--- START Given entries ---

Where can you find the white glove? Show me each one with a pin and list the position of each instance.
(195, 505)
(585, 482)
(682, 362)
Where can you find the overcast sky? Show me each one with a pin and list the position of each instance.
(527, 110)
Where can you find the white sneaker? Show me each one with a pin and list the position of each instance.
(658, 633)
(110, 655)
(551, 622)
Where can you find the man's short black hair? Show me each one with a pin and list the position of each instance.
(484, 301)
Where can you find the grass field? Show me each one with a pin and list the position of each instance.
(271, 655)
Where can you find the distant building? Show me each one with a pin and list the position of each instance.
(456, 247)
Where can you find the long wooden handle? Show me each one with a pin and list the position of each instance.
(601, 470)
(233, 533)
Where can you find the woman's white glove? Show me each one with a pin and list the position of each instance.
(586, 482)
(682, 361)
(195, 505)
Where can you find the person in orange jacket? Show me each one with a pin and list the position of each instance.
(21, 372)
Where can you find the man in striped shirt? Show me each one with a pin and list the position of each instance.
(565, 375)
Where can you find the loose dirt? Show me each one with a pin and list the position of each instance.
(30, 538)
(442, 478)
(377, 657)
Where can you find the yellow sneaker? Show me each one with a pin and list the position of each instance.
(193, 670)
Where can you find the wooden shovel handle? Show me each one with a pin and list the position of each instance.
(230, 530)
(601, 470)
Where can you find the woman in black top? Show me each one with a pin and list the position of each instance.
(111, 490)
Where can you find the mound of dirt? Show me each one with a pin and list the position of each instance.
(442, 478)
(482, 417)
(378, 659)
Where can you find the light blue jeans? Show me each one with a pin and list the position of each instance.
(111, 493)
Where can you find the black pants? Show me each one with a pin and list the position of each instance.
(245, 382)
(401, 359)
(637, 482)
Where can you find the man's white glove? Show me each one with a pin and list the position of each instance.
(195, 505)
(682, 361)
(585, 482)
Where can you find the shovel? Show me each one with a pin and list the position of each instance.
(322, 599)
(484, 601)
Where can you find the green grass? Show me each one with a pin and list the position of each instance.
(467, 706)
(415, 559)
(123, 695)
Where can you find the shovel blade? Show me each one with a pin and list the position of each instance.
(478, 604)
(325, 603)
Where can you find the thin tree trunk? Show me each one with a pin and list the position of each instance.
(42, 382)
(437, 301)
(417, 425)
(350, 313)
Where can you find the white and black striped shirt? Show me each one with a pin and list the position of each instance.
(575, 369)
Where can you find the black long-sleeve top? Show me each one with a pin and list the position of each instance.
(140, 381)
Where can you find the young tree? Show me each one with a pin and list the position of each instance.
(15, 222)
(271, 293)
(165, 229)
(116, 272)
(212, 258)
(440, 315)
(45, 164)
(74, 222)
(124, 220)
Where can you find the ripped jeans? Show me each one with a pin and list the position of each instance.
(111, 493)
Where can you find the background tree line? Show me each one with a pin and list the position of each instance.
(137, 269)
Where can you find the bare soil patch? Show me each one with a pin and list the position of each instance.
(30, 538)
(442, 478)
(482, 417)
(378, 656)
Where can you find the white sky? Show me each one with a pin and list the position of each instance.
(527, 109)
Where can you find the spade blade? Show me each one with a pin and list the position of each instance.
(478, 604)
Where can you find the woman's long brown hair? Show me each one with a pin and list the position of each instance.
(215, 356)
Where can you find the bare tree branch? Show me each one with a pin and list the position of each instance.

--- END Given entries ---
--- START Given entries ---

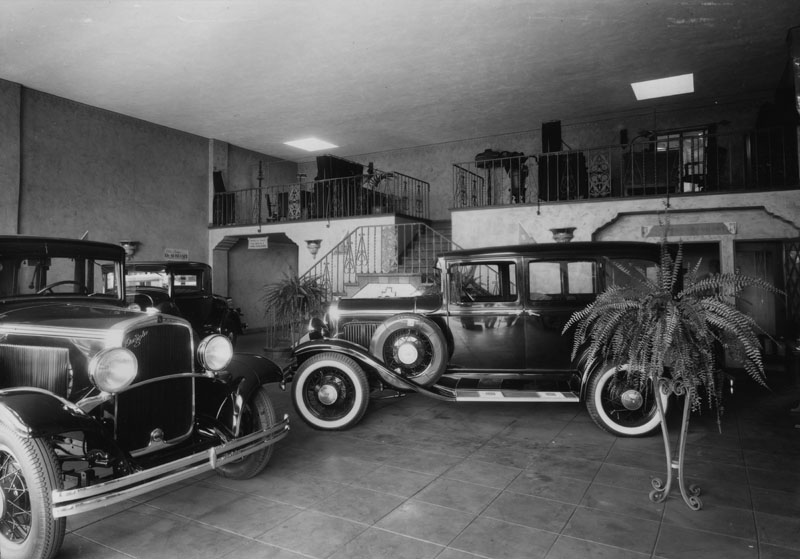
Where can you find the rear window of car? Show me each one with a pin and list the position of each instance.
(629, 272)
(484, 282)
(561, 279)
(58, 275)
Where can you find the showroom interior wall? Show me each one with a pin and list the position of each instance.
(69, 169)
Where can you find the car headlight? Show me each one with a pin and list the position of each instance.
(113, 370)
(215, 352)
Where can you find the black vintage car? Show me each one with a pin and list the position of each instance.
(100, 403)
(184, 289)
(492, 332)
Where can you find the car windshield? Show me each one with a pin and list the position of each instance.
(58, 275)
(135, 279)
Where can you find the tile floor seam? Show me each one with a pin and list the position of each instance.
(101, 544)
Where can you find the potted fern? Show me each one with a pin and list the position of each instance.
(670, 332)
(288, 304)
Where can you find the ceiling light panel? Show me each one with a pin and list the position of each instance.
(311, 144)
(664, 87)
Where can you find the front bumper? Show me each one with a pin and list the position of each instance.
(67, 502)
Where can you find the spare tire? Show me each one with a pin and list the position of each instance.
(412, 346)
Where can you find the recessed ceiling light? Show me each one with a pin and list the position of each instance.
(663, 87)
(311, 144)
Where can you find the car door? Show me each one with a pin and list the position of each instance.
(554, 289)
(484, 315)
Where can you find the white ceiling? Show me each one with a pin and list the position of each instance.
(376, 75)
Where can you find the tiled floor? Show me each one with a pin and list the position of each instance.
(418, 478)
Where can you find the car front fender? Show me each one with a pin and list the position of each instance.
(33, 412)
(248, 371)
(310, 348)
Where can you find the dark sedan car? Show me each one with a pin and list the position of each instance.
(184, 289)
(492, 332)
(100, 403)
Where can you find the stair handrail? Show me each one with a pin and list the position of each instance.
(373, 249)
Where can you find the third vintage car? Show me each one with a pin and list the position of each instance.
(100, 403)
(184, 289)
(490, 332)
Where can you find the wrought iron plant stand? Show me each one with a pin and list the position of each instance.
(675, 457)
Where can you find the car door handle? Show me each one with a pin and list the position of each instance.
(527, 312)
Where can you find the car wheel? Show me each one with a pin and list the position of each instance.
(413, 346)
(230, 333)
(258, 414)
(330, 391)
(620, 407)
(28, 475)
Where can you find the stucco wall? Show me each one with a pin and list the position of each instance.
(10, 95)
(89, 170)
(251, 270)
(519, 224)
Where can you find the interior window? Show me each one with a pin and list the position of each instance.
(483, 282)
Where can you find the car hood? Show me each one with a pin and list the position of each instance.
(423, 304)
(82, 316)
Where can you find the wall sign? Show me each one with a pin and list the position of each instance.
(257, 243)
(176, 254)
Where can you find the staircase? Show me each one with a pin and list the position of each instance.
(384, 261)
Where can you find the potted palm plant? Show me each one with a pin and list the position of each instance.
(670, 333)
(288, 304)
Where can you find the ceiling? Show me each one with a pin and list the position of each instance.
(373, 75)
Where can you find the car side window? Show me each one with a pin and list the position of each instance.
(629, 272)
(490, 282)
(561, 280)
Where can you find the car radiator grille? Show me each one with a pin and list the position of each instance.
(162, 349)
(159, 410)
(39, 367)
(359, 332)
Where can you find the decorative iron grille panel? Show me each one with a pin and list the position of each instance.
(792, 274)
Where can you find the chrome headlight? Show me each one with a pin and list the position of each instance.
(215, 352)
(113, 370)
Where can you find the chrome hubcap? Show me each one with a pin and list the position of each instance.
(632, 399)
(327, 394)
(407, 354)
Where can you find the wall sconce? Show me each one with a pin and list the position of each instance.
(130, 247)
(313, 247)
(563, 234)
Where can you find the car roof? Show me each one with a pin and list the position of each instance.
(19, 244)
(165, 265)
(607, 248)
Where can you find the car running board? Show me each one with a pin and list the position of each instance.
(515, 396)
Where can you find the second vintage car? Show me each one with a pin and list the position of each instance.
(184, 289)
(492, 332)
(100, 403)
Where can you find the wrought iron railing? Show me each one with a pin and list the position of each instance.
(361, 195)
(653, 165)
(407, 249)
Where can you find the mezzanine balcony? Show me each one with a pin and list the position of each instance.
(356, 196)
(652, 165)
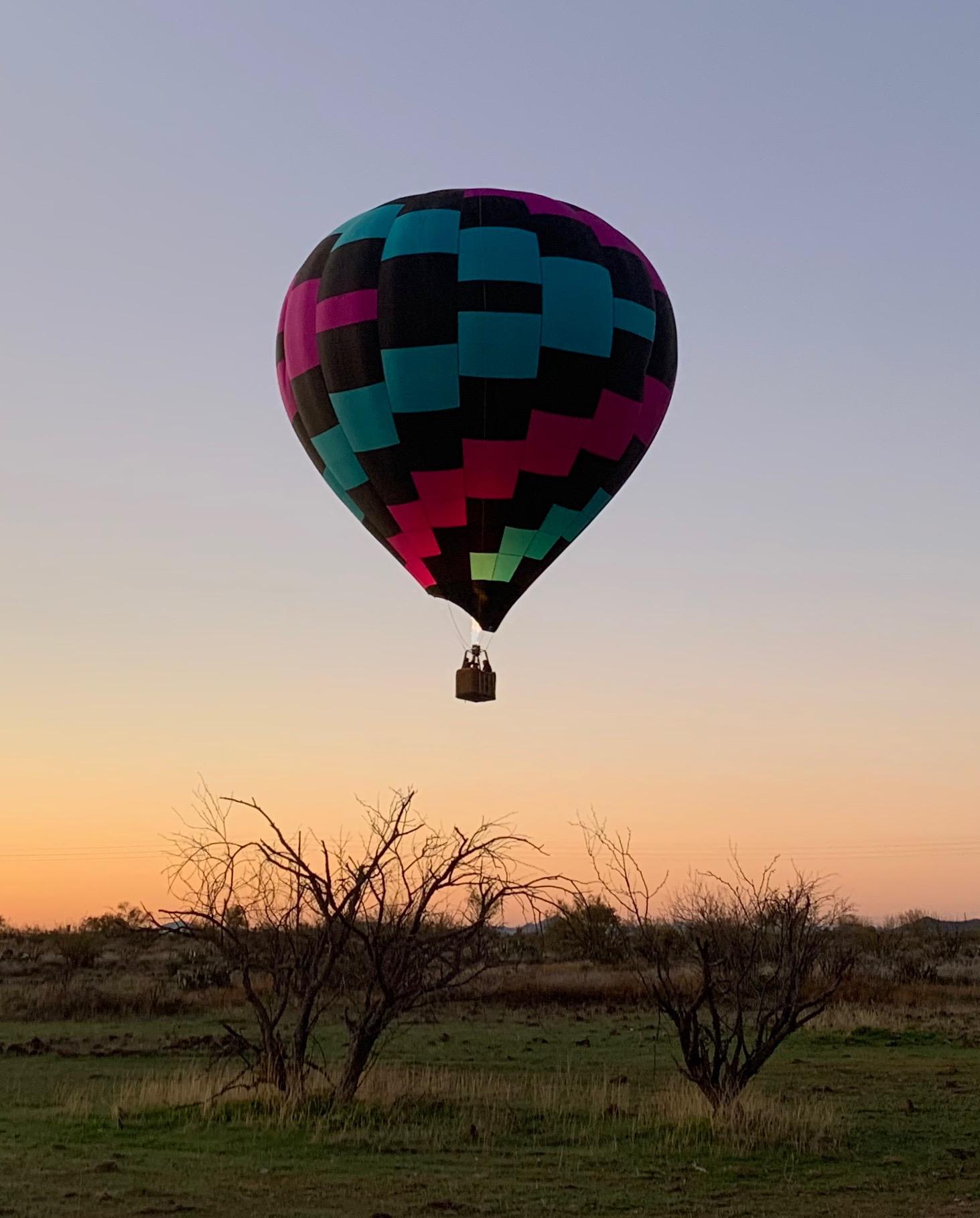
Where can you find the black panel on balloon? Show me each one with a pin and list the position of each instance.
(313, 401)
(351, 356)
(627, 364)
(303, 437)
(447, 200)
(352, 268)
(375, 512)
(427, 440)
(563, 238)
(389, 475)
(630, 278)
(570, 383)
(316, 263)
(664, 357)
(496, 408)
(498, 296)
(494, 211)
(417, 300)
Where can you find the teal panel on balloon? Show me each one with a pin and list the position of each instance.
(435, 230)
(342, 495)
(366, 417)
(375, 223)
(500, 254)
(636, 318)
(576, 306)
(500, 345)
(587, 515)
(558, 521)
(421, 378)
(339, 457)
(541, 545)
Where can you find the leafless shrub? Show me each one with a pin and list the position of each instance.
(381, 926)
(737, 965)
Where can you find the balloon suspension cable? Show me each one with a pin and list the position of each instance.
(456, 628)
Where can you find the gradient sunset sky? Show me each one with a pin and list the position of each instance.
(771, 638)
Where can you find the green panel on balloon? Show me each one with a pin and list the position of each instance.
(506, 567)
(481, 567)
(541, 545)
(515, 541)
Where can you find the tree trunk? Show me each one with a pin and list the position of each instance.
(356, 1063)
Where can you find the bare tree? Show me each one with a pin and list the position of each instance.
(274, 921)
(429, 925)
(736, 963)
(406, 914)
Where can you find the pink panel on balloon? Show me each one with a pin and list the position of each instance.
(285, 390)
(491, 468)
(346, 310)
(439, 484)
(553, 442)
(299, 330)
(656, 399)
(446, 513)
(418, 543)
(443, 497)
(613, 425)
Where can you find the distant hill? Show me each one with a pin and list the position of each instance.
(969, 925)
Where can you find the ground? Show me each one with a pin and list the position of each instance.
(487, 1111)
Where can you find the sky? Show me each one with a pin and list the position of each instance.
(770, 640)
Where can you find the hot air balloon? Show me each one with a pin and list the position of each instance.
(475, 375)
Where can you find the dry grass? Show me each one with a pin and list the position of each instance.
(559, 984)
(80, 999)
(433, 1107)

--- END Given entries ---

■ Directive: Render the stretch of items that opens with the line containing "Where can you find the ground?" and closes with the line containing "(433, 1107)" as a two-column CSV headed item and answer. Give one row per item, with its text and its answer each in a single quoted field and any line breaks turned into spaces.

■ Task answer:
item,answer
"Where can you find the ground? Show me each one with a pin and list the position of each instance.","(487, 1111)"
"Where can you find the sky? Show me each one with a pin and list the position of each instance.","(770, 640)"
"Where can you find the hot air balloon? Show me each one with a pin and list the position of each instance.","(475, 375)"
"Where can you find the dry grass? Show me each one with a pin and list the position of each instance.","(559, 984) (80, 999) (433, 1107)"